* Begin EXERCISE MATERIALS *
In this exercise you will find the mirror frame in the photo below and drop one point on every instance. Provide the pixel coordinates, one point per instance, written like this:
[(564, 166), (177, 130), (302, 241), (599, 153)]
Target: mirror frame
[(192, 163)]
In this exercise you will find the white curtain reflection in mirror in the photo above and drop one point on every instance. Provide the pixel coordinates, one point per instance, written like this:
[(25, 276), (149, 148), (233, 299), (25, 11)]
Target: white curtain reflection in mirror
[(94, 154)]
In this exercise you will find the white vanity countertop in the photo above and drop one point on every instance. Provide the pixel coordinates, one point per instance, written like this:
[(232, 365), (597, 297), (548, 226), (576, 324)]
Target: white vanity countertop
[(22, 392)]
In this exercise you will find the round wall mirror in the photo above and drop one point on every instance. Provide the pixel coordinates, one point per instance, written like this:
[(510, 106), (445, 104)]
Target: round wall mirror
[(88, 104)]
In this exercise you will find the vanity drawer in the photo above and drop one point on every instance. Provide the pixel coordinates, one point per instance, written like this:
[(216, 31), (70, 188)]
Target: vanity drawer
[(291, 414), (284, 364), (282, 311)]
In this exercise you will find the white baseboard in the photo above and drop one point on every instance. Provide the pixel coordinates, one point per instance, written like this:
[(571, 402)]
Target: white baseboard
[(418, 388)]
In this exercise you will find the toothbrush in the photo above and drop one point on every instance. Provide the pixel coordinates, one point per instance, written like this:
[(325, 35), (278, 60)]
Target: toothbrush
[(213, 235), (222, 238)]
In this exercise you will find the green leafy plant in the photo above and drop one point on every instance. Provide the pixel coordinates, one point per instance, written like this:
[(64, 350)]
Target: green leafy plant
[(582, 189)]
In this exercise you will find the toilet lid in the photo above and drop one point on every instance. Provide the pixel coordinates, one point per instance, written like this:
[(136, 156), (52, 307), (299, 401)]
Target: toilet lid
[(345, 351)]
* End EXERCISE MATERIALS *
Repeat verbatim the lines from the one holding "In this exercise you will find the toilet" through the last line of the material above, inclusive.

## THE SOLUTION
In this exercise you will find the toilet lid in the photo above and drop one point on every instance. Provide the pixel coordinates, one point per instance, written like this:
[(136, 156), (52, 307), (299, 401)]
Target: toilet lid
[(345, 351)]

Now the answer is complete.